● **TO DO**
1. According to the email-pitch passage, roughly how many technology journalists received the message?
2. List every reply from the thread that the email-pitch passage quotes.
3. Pick up the email-pitch passage after its final sentence and carry it forward.

● **SUPPLIED PASSAGE**
++++++

Normally, this would be just another email pitch — maybe a quick glance, mark as read, move on.
Until a whole bunch of replies started coming in.
This is what happens when you send an email out to about 330 technology journalists, but forget to use the BCC field in your email client:
Don't know what BCC is? It's an initialisation for 'blind carbon copy' — the blind being the important part there, so no-one in the BCC list can see anyone else's email address. When you're emailing heaps of people that don't necessarily know each other personally — perhaps with a pitch about your new "actionable insights for ANY APP" — you don't want them to be able to respond to the entire group. It's also a politeness thing; it's common courtesy to keep a private email address, well, private.
That did not happen in this case.
What resulted was a rapid-fire, 22-response email thread with writers and reporters from websites like BuzzFeed and Ars Technica chiming in. Responses like "I'm so excited to finally be included in one of these" and "Imma tell my kids about this one day" and "Does anyone know a good place to get fajitas in NYC?"

++++++

● **PROVIDED MATERIAL**
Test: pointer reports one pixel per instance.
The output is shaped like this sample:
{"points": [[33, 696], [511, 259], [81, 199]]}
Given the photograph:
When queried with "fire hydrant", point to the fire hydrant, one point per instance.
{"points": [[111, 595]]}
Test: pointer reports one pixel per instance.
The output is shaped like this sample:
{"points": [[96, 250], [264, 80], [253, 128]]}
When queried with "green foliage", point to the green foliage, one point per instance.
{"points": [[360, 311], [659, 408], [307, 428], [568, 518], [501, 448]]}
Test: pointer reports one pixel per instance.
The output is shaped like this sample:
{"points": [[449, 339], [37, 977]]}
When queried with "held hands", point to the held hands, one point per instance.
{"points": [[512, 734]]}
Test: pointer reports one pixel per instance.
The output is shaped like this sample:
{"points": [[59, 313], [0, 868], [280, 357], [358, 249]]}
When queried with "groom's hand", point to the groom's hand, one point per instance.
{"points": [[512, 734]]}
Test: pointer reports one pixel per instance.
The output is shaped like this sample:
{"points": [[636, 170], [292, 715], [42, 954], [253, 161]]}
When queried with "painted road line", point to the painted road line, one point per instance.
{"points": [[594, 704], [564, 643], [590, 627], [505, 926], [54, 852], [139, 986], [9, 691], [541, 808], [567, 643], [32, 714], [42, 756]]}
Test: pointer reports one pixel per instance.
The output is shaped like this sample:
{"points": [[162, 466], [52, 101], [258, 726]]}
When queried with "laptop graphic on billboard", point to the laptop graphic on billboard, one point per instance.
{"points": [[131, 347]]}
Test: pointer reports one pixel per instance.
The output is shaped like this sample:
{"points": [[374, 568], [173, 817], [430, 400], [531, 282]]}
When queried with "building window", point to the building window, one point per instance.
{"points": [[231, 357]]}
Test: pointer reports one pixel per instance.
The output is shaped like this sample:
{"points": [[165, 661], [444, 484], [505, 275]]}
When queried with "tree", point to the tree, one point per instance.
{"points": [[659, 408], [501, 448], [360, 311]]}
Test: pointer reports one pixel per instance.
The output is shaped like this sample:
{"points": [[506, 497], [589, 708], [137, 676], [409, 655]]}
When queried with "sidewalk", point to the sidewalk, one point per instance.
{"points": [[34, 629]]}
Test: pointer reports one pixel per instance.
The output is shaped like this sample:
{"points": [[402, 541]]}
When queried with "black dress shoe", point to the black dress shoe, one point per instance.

++++++

● **EXERCISE ANSWERS**
1. About 330 technology journalists.

2.
- "I'm so excited to finally be included in one of these"
- "Imma tell my kids about this one day"
- "Does anyone know a good place to get fajitas in NYC?"

3.
This was Funny. This was A Good Time For All Involved. But also, I'm sure that for some of the 330 people carbon copied, it was kinda annoying. For the Mobbo employee that sent the email out in the first place, it was almost certainly mortifying.
To their credit, the guys from Mobbo later sent another email.
"[We] messed up. Sorry about that... My idea was to share a file with you, and your curiosity [would] do the rest. What I didn't know — is that when you share a file with many people on Google Drive — they all get CC'd to it.
"This turned out to be a pitch from hell, sorry for making your inbox explode."
So, there you go. Let this be a lesson to you — if you send an email to a bunch of people but don't BCC them, chances are they're going to have a bit of fun amongst themselves and probably not care about whatever you're emailing about in the first place.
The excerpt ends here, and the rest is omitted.